Render the stretch of records from the line containing "Mark one point on each instance of the window on" through the end of the records as a two-column CSV with the columns input and output. Give one row per record, with its text and its answer each in a single quoted field and line breaks replaced by spaces.

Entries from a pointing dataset
════

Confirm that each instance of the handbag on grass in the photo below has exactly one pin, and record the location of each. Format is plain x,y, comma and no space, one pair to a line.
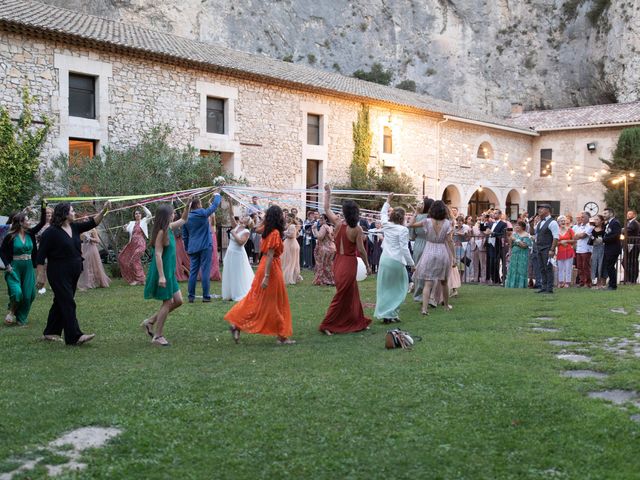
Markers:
397,338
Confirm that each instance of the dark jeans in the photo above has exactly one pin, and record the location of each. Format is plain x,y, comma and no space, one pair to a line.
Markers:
200,261
546,269
609,265
63,278
493,263
631,264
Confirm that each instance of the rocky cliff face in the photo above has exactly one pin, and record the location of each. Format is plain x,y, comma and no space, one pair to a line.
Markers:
484,53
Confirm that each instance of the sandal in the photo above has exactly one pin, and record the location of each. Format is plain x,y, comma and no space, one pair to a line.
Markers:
10,319
147,327
160,341
235,333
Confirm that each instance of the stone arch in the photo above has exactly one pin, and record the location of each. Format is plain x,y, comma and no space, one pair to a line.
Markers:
482,199
484,148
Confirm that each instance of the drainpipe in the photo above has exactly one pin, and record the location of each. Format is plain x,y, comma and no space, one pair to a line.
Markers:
437,179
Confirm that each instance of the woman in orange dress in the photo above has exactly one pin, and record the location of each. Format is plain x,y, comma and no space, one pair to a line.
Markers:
265,309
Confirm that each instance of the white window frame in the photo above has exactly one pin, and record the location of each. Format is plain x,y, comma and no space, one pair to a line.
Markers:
219,142
77,127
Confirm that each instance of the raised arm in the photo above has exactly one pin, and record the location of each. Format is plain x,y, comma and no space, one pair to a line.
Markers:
147,213
98,218
384,213
183,219
333,218
43,218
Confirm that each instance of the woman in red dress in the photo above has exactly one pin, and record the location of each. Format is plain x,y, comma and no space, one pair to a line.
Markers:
265,309
345,313
130,258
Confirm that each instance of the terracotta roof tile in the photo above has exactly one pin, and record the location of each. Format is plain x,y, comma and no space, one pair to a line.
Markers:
592,116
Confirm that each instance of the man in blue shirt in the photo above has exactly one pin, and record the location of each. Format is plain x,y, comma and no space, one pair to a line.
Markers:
196,235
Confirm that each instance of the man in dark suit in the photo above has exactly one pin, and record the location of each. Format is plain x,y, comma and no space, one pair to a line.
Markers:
612,247
547,233
633,248
496,235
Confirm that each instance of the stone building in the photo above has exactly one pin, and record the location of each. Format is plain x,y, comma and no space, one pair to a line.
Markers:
284,125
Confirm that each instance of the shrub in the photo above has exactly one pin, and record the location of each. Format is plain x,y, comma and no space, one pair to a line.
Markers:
20,147
152,166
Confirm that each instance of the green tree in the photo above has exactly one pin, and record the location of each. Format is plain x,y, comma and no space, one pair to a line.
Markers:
377,74
626,159
152,166
20,147
362,138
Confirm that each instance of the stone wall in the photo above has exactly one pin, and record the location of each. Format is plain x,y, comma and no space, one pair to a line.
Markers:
569,149
267,144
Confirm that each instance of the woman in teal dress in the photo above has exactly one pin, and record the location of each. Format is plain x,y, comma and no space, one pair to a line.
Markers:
161,283
18,252
519,264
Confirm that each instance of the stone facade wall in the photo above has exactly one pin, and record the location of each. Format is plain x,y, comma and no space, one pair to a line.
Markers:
267,144
499,176
569,149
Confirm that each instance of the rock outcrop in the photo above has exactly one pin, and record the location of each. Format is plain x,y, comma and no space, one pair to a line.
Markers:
485,53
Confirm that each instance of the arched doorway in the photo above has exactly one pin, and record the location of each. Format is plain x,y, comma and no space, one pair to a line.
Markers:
451,197
513,205
481,200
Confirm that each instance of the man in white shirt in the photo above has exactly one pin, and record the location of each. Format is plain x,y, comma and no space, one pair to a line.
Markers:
582,231
547,233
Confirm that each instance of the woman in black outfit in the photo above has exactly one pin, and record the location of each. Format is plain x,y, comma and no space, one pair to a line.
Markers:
61,247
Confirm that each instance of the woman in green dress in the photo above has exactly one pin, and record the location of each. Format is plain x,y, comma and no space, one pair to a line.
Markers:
18,253
519,263
161,283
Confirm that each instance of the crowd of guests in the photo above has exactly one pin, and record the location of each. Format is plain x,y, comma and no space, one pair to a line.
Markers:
425,254
543,252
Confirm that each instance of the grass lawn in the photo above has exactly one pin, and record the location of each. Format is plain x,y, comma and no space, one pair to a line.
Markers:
481,397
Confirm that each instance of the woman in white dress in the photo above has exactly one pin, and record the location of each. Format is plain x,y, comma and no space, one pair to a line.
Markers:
237,274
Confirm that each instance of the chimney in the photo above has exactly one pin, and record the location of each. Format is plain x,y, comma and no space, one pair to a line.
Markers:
516,109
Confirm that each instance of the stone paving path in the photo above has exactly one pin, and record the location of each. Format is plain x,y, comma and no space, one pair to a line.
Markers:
70,445
618,346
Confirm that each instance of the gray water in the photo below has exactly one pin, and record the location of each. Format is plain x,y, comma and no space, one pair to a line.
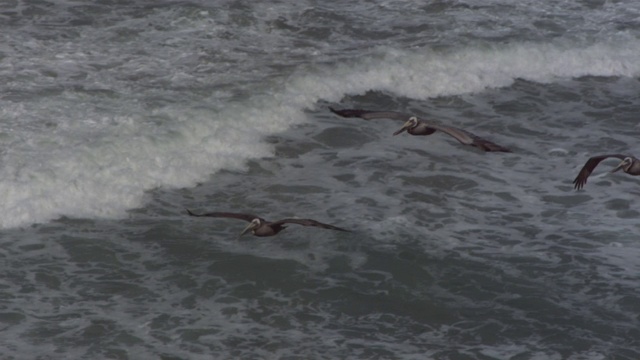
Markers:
116,116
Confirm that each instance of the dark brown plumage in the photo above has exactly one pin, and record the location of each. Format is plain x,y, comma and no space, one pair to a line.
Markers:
629,165
260,227
416,126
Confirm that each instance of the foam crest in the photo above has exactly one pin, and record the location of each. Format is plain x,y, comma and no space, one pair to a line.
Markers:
88,164
424,73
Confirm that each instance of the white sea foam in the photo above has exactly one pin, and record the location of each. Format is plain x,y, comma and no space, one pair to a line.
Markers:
64,159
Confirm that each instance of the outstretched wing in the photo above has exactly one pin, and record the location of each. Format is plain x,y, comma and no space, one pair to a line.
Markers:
588,167
309,222
463,136
245,217
467,138
370,115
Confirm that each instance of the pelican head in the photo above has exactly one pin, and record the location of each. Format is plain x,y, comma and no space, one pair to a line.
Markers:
624,165
410,124
253,225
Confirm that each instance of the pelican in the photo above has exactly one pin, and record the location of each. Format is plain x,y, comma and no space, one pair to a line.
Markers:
261,227
415,126
629,164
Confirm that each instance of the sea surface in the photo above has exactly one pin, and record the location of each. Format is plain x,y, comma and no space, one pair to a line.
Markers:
117,116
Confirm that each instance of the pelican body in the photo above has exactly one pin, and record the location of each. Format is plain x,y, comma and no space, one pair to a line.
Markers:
629,165
263,228
416,126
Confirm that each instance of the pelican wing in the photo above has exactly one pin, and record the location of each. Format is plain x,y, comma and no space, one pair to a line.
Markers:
308,222
245,217
463,136
371,115
588,167
467,138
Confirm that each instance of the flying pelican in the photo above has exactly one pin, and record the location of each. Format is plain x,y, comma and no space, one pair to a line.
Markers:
415,126
629,164
260,227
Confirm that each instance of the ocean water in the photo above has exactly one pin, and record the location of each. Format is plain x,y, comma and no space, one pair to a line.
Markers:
115,116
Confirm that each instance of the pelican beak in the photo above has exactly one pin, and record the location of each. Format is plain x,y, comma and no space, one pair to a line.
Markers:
403,128
249,227
620,166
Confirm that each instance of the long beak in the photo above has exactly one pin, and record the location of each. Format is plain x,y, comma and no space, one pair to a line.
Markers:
618,167
403,128
249,227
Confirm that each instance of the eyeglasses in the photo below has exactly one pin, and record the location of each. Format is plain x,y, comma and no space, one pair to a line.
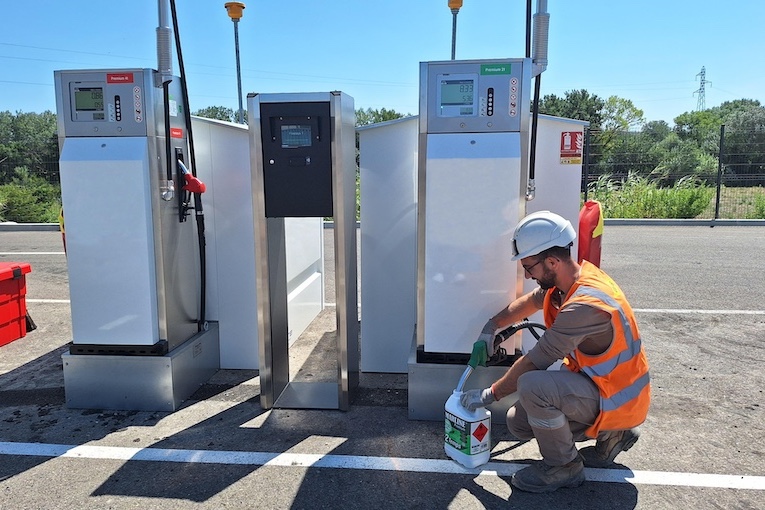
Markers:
529,268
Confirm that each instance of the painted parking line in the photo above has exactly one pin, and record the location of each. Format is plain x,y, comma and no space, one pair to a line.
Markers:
691,311
368,463
638,310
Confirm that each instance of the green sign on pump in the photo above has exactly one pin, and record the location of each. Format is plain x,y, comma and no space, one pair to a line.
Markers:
495,69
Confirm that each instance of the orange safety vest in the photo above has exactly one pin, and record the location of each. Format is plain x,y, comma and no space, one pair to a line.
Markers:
620,373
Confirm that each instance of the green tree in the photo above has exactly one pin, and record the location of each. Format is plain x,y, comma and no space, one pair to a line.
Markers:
370,116
577,104
28,140
698,126
620,114
656,130
218,113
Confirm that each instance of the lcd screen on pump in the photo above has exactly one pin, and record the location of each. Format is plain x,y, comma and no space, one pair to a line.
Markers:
90,99
296,135
457,95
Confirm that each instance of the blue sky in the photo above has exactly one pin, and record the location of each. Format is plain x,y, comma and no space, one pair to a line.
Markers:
648,51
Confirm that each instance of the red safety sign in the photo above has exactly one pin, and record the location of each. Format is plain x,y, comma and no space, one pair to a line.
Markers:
571,145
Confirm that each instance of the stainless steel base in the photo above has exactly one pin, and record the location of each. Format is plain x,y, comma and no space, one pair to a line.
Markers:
142,383
431,384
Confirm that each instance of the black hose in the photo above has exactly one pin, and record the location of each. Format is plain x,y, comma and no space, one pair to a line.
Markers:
534,121
198,211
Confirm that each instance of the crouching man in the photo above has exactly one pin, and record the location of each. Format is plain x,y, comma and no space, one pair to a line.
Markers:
603,390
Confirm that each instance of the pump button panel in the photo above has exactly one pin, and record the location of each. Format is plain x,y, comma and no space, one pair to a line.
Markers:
460,95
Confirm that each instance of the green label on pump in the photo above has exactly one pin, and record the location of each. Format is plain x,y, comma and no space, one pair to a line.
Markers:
495,69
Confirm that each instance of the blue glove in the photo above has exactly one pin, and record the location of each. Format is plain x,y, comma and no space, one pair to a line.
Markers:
487,336
473,399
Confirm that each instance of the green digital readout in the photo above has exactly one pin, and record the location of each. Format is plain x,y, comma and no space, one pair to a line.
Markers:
457,93
90,99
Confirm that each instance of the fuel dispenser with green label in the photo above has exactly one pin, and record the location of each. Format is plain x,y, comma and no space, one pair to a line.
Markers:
473,160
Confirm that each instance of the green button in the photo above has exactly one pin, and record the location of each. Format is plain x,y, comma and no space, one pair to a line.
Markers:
495,69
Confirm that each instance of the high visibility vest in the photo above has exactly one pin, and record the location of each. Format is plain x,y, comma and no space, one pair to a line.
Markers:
620,373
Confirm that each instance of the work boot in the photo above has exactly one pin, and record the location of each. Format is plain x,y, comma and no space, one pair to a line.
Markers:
605,450
541,477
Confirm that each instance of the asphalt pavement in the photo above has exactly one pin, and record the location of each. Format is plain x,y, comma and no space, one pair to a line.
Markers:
698,297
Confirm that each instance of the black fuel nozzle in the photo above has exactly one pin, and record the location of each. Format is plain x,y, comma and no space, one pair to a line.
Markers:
501,354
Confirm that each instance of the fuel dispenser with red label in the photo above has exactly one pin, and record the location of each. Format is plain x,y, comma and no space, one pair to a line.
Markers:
138,341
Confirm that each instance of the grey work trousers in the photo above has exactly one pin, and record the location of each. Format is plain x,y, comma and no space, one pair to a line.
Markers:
555,407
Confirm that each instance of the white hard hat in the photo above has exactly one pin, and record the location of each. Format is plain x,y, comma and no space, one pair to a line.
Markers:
539,231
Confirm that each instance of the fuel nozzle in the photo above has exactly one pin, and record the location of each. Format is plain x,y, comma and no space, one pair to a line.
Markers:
193,184
480,355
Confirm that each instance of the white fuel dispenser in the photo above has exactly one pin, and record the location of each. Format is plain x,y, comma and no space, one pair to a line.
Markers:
133,259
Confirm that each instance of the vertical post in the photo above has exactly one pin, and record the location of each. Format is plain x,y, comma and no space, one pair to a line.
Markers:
586,166
719,171
454,5
240,112
235,11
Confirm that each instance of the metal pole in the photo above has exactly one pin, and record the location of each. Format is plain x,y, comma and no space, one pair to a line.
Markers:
719,171
586,163
235,11
454,32
240,113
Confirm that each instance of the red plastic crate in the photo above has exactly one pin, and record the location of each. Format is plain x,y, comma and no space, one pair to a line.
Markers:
13,305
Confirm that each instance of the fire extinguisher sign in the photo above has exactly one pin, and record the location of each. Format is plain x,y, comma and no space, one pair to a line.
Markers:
571,145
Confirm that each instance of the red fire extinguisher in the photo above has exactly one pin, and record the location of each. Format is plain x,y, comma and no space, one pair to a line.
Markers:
590,232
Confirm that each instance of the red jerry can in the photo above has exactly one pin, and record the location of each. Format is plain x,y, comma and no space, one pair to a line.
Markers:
590,232
13,308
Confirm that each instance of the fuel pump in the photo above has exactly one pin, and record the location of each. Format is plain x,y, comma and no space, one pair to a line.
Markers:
136,267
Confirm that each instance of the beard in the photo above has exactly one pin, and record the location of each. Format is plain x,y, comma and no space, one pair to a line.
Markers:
547,280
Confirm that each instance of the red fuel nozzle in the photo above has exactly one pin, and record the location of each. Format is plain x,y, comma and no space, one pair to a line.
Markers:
193,184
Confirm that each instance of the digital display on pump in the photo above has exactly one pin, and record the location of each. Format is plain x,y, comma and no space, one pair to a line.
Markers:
296,135
90,99
457,93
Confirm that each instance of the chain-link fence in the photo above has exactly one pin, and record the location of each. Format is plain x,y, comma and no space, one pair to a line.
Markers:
721,175
728,168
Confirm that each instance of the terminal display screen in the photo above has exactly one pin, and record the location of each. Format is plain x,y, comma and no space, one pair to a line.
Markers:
296,135
457,92
90,99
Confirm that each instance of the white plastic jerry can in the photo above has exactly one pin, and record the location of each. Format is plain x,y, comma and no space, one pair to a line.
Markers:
467,434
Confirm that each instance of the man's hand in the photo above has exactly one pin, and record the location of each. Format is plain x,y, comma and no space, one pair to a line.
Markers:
473,399
487,336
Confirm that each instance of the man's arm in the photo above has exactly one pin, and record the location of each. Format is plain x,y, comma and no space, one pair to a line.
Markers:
508,383
519,309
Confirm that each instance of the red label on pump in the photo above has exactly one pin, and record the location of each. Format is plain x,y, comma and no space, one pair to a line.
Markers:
571,146
119,77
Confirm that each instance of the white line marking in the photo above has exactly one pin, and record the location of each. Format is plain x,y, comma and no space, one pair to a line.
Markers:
370,463
639,310
715,312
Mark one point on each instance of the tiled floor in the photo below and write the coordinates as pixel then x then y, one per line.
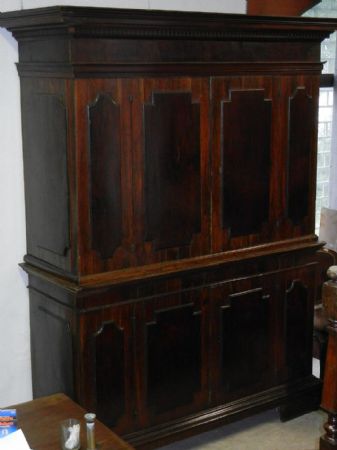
pixel 261 432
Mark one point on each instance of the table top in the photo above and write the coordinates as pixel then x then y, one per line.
pixel 40 420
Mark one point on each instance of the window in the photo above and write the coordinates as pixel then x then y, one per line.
pixel 327 8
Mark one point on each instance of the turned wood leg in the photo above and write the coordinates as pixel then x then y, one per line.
pixel 329 396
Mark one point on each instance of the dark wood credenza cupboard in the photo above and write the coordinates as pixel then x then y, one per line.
pixel 170 163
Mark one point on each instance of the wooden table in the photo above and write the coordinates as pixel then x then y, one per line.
pixel 40 421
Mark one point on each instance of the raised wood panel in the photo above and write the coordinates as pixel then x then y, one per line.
pixel 170 146
pixel 109 367
pixel 300 154
pixel 173 358
pixel 105 175
pixel 245 336
pixel 246 131
pixel 172 169
pixel 106 345
pixel 296 330
pixel 245 199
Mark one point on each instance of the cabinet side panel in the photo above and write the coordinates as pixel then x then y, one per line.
pixel 51 346
pixel 44 125
pixel 109 367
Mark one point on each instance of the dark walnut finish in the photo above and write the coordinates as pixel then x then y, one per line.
pixel 170 187
pixel 329 396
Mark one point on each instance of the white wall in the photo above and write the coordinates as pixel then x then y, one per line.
pixel 15 373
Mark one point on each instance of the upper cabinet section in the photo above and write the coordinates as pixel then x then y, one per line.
pixel 163 141
pixel 81 42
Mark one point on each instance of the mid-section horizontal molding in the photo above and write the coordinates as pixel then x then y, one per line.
pixel 174 68
pixel 158 270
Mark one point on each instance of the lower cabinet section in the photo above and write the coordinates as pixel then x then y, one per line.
pixel 159 358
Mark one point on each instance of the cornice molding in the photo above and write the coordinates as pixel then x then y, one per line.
pixel 148 24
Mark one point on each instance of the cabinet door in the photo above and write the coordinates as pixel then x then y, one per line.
pixel 243 337
pixel 172 197
pixel 261 331
pixel 142 151
pixel 299 287
pixel 106 366
pixel 263 162
pixel 172 356
pixel 104 171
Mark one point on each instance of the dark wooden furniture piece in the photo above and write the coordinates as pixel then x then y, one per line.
pixel 329 396
pixel 170 164
pixel 326 258
pixel 40 422
pixel 277 7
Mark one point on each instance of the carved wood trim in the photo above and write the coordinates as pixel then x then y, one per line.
pixel 280 8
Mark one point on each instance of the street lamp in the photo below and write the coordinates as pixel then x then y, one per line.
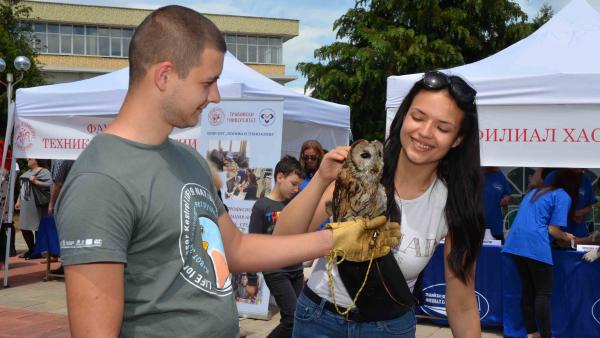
pixel 22 65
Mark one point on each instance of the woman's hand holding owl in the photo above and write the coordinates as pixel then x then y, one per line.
pixel 360 239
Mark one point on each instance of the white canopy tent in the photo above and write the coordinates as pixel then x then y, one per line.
pixel 304 117
pixel 539 99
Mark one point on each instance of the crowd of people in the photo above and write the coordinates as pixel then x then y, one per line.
pixel 162 246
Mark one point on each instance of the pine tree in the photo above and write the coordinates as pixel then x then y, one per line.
pixel 379 38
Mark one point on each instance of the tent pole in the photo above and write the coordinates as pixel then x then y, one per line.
pixel 11 189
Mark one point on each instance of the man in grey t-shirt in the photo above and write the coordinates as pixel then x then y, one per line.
pixel 147 246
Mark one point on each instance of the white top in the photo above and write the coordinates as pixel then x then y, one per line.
pixel 423 227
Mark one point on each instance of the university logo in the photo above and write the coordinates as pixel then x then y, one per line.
pixel 200 244
pixel 435 302
pixel 216 116
pixel 24 136
pixel 266 117
pixel 596 310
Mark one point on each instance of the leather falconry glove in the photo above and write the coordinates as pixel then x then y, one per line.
pixel 360 239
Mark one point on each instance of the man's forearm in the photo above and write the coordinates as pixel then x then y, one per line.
pixel 272 252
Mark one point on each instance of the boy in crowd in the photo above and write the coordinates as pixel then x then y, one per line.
pixel 285 284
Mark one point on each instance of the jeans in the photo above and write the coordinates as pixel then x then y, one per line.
pixel 536 285
pixel 285 287
pixel 313 320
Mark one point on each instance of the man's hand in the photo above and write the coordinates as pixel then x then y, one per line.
pixel 592 255
pixel 332 163
pixel 357 240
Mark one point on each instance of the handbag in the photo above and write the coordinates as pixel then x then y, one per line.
pixel 40 196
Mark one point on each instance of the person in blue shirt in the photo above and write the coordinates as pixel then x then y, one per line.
pixel 496 193
pixel 583 204
pixel 543 211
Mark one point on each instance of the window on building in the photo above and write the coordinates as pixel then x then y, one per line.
pixel 255 49
pixel 81 39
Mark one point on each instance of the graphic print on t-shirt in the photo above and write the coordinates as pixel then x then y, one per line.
pixel 271 218
pixel 200 244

════

In response.
input,output
"Mark one point on each instance of the window on building in the photo above and write the coordinates as pixel then x then y, one per line.","pixel 255 49 pixel 81 39"
"Mark one point on each instance of the graphic print on t-shirt in the photo above and write the coordinates as pixel then x then y, one per line.","pixel 271 218 pixel 200 244"